Natural-language object grounding data
*** Block opens ***
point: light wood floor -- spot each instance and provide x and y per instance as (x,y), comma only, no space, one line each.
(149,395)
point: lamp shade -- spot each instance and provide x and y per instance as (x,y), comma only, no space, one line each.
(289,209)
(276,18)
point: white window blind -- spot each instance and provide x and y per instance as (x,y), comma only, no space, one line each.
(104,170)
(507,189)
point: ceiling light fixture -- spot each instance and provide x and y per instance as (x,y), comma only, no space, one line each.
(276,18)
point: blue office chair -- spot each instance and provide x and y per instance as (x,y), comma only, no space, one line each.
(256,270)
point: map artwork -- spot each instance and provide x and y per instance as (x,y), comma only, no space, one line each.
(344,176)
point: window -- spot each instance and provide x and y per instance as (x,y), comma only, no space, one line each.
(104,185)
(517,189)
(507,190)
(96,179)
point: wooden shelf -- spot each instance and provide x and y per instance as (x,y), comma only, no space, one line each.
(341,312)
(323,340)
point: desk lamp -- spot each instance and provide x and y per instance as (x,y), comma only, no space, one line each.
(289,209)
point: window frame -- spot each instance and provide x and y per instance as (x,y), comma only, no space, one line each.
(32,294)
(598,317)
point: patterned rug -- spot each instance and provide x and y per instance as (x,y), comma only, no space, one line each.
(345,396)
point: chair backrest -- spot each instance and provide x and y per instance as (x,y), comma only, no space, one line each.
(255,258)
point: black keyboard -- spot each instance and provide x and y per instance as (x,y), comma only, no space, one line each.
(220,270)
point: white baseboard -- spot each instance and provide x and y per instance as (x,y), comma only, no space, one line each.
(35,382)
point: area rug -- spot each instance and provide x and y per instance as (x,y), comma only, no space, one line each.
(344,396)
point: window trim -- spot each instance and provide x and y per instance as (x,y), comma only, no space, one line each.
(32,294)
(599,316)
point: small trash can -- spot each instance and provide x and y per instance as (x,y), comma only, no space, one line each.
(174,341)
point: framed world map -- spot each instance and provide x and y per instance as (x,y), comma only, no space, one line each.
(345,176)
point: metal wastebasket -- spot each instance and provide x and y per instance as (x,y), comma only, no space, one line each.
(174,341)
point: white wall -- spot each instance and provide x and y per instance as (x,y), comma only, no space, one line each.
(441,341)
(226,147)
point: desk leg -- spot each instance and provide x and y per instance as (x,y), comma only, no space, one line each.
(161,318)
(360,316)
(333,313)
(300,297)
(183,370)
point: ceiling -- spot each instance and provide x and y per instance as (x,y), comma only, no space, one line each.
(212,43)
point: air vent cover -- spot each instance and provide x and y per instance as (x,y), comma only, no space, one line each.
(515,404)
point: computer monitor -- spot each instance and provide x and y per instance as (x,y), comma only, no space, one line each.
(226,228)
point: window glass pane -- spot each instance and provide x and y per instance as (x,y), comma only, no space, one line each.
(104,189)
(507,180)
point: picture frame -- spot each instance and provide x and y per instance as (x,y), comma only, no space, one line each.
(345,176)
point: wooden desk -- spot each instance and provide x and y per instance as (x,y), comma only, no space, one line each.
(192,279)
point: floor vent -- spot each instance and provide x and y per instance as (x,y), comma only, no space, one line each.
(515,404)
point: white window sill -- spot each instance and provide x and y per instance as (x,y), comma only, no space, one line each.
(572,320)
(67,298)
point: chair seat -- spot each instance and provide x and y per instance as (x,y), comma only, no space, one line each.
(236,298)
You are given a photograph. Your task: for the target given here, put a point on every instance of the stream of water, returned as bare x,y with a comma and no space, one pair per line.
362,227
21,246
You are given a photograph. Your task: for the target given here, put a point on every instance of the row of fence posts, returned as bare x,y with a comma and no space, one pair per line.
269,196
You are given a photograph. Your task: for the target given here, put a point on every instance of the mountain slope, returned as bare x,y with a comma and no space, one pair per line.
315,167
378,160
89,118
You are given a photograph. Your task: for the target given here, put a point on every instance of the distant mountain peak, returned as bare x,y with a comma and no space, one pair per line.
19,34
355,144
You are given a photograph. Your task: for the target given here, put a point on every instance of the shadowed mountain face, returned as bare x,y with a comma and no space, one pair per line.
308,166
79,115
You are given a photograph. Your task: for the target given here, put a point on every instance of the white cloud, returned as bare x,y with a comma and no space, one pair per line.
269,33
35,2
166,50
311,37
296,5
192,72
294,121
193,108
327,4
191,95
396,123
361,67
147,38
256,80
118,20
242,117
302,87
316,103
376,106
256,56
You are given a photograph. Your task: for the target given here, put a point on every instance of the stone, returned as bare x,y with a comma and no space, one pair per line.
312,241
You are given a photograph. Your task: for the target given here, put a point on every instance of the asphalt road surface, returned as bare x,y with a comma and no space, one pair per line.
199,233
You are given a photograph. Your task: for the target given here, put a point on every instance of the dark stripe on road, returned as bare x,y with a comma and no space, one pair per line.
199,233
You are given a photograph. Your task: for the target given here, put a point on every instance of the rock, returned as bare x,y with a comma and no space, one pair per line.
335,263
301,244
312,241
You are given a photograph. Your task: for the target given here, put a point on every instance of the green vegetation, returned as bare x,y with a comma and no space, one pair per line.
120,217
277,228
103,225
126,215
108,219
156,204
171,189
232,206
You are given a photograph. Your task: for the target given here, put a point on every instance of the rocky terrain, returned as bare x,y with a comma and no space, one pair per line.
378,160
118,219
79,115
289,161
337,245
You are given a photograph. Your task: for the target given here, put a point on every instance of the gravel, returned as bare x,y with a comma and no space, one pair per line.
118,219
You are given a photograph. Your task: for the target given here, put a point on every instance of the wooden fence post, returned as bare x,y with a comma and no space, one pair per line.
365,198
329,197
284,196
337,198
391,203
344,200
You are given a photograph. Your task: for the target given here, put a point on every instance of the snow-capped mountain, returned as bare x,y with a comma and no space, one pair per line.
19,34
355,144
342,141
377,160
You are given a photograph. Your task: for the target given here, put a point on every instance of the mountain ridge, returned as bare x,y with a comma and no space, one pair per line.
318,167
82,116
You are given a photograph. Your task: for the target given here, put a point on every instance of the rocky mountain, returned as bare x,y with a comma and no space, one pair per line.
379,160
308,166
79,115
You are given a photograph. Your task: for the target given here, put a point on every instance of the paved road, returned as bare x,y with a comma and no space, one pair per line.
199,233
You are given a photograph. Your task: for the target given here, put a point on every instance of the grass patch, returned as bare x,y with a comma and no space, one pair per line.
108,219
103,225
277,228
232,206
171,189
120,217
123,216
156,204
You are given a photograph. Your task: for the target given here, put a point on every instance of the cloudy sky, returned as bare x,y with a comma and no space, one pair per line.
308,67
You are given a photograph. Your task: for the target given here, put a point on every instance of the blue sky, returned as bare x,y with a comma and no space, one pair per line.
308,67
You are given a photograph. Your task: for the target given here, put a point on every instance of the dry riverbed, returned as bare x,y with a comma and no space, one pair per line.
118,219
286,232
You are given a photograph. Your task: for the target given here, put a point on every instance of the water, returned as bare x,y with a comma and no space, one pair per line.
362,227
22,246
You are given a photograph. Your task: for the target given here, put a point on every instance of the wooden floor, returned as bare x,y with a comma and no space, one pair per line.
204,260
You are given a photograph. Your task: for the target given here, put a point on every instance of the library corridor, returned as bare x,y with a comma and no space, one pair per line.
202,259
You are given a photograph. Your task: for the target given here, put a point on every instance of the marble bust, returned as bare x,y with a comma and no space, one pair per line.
*** Block closes ***
• Instructions for the task: Reproduce, word for word, all of the entries above.

• Solution to this exercise:
point: light wood floor -- spot each instance and provide x and y per instance as (x,y), comma only, no space, one line each.
(149,395)
point: lamp shade -- spot each instance and provide x and y per instance as (x,y), comma only, no space, one line each.
(289,209)
(276,18)
point: white window blind -- spot each instance and provide x and y per instance as (x,y), comma only, no space, one line each.
(104,170)
(507,189)
point: ceiling light fixture -- spot each instance and provide x and y per instance as (x,y), comma only, no space, one line each.
(276,18)
point: blue office chair -- spot each instance and provide x and y per instance as (x,y), comma only, no space, one line each.
(256,270)
point: map artwork -- spot each instance and provide x and y per instance as (x,y), comma only, no space, one line each.
(344,176)
point: window -- spot each instance and provide x and y per instance as (x,y), comma only, no space, one line each.
(104,185)
(517,189)
(507,190)
(96,179)
point: wooden shelf -- spot each instance and provide x and y per instance as (x,y), comma only, no space, one line each.
(341,312)
(323,340)
point: desk lamp -- spot each instance and provide x and y per instance as (x,y), comma only, no space, one line each.
(289,209)
point: window frame -- spot each instance and provide x and y per instance as (x,y), comma only, no space, one line each.
(32,294)
(598,317)
point: patterned rug -- spot each instance and provide x and y per instance as (x,y), comma only, no space, one line each.
(345,396)
point: chair backrest -- spot each instance and provide x and y per instance as (x,y), comma only, no space, one line each.
(255,258)
point: black keyboard -- spot each instance and provide x and y per instance as (x,y), comma only, no space, one line each.
(220,270)
point: white baseboard -- spot each instance and provide x and y per instance as (x,y), comma only, no space, one line each.
(35,382)
point: area rug -- spot each instance and provide x and y per instance as (x,y), comma only, no space, one line each.
(344,396)
point: window trim -- spot each instance and provide x and y per instance as (x,y), comma only, no space, one line each.
(32,294)
(599,316)
point: small trash can -- spot each instance and provide x and y per instance as (x,y), comma only, no space, one line each.
(174,341)
point: framed world map -- spot each instance and provide x and y per instance as (x,y), comma only, no space, one line each.
(345,176)
point: metal wastebasket -- spot each instance and provide x and y per instance as (x,y), comma only, no space, one line each.
(174,341)
point: white wall -- spot each instance and provide x and y per instance as (x,y), comma only, no space, one line each.
(441,341)
(226,147)
point: desk leg -- spot each instance and provide x and y per instance as (x,y), comma only, no space, one line each.
(161,318)
(360,316)
(333,313)
(300,297)
(183,370)
point: ceiling -- spot each instance and provide x and y per instance as (x,y), comma only, no space, one line each.
(212,43)
point: air vent cover -- spot each instance and provide x and y per instance as (x,y), comma only, no space, one line each.
(515,404)
point: computer monitor -- spot each instance and provide x and y per instance as (x,y), comma only, no space, one line each.
(226,228)
point: window glass pane -- spot each instance and provide x and y per instance as (x,y), comma only, no space, one line each.
(104,189)
(507,180)
point: picture frame -- spot each instance and provide x and y per instance as (x,y), comma only, no space, one line each.
(345,176)
point: wooden desk -- spot each instance and provide x and y per instance as (x,y), comma only, no space, one line each.
(192,279)
point: floor vent -- spot each instance and provide x and y per instance as (x,y), comma only, no space, one line each.
(515,404)
point: white window sill -- spot each instance and provide x and y per instance as (x,y), comma only, no space, one line each.
(572,320)
(67,298)
point: chair seat -- spot each instance and provide x and y per instance as (x,y), comma only, no space, one line each.
(236,298)
You are given a photograph. Your task: for the target given here, put a point on every instance of the stream of water, returned as bare x,y with a comma and no space, one pair per line.
362,227
21,246
You are given a photograph. Your task: for the target given here, put a point on every instance of the row of fence posts, returned as bare x,y with a comma and no space, one pair per line.
269,196
You are given a photograph. Your task: for the target given here, put a point on every instance of the mountain slope, returned as bare x,y with a comma and no space, one pair per line.
315,167
378,160
89,118
You are given a photograph. Your task: for the target given here, put a point on every instance of the distant mountain peak, returned as bare x,y with a comma and no space, one pair per line.
19,34
355,144
You are given a photograph. Your task: for the target given here, put a point on every instance of the shadowed mountain face, returned as bare x,y with a comma and no space, one pair per line.
308,166
79,115
You are given a photograph. Your task: for the target given here, put a point on every instance of the white cloud, returned as bare x,y with a comma and no space, one pair per line.
269,33
35,2
166,50
311,37
296,5
192,72
294,121
193,108
327,4
191,95
396,123
361,67
147,38
256,80
118,20
242,117
302,87
316,103
376,106
256,56
You are given a photograph. Your task: for the target given here, put a point on every instance of the stone, returned as bare x,y with a comma and no space, one pair per line.
312,241
You are given a photograph. Your task: for the target given here, put a point on every instance of the asphalt road surface, returned as bare x,y with a comma and no space, one pair per line.
199,233
You are given a photograph. Your task: for the target given here, put a point on every instance of the dark stripe on road, returned as bare x,y with a comma and no space, one pair per line.
199,233
You are given a photograph. Your task: for the target given here, put a point on every instance of the rock, returned as bare x,y with a comma and no space, one pair per line.
335,263
301,244
312,241
You are given a photograph. Your task: for the target given here, put a point on every instance of the green vegetation, returned as bare x,y with a comma and no space, one pair per line.
120,217
277,228
103,225
126,215
108,219
156,204
171,189
232,206
You are given a photograph. Your task: for the target given here, put a point on every instance of the rocky terrain, returned as bare x,y with a comma and no space, one pair per line.
378,160
118,219
79,115
289,161
337,245
You are given a photograph. Your task: for the target given here, put a point on every instance of the gravel, returned as bare x,y with a comma and no space, one pair per line.
118,219
You are given a photograph. Your task: for the target given here, put a point on every instance of the wooden fence post, returned as bare x,y with a comma and no space, one pair per line.
365,198
329,197
284,196
337,198
391,203
344,200
You are given a photograph. Your task: for the target given here, put a point on every instance of the snow-capped mountain, returned as bare x,y with a comma and no space, one pair per line.
19,34
355,144
342,141
377,160
You are given a photograph. Your task: for the target given here, put a point on every instance of the mountain ridge, returned as bare x,y with a comma and no space, one pair per line.
318,167
82,116
You are given a photograph. Your task: for the target given here, put a point on every instance of the rocky mountain, returned as bare x,y with a comma and no space, one pair per line.
379,160
308,166
79,115
You are given a photograph. Your task: for the target given here, put a point on every instance of the paved road, returned as bare x,y with a comma and no space, one pair per line.
199,233
You are given a photograph. Your task: for the target given here, put a point on every instance of the grass patch, returned as bare x,y with a comma and no space, one pair per line.
108,219
103,225
277,228
232,206
171,189
120,217
123,216
156,204
You are given a photograph. Your task: for the target given here, put a point on every instance of the cloudy sky, returned as bare x,y with a comma and no space, one pair per line.
308,67
You are given a photograph. Your task: for the target given here, put a point on every instance of the blue sky, returned as bare x,y with a comma and no space, one pair per line.
308,67
You are given a photograph. Your task: for the target given here, put a point on every instance of the dry riverbed, returned as bare x,y with a comma and no space, one pair per line.
118,219
286,232
You are given a photograph. Your task: for the target given here, put a point on every instance of the water, returned as bare x,y with a comma and no space, one pair per line.
362,227
22,246
You are given a photograph. Your task: for the target given here, put a point on every instance of the wooden floor, returned as bare x,y with a comma and no space, one pair per line.
204,260
You are given a photograph. Your task: for the target given here, put a point on every instance of the library corridor, returned as bare x,y with a comma and no space, one pair per line.
202,259
You are given a photograph. Your task: for the target given here, put a point on every instance of the marble bust, returned as bare x,y with a comma and no space, one pair per line.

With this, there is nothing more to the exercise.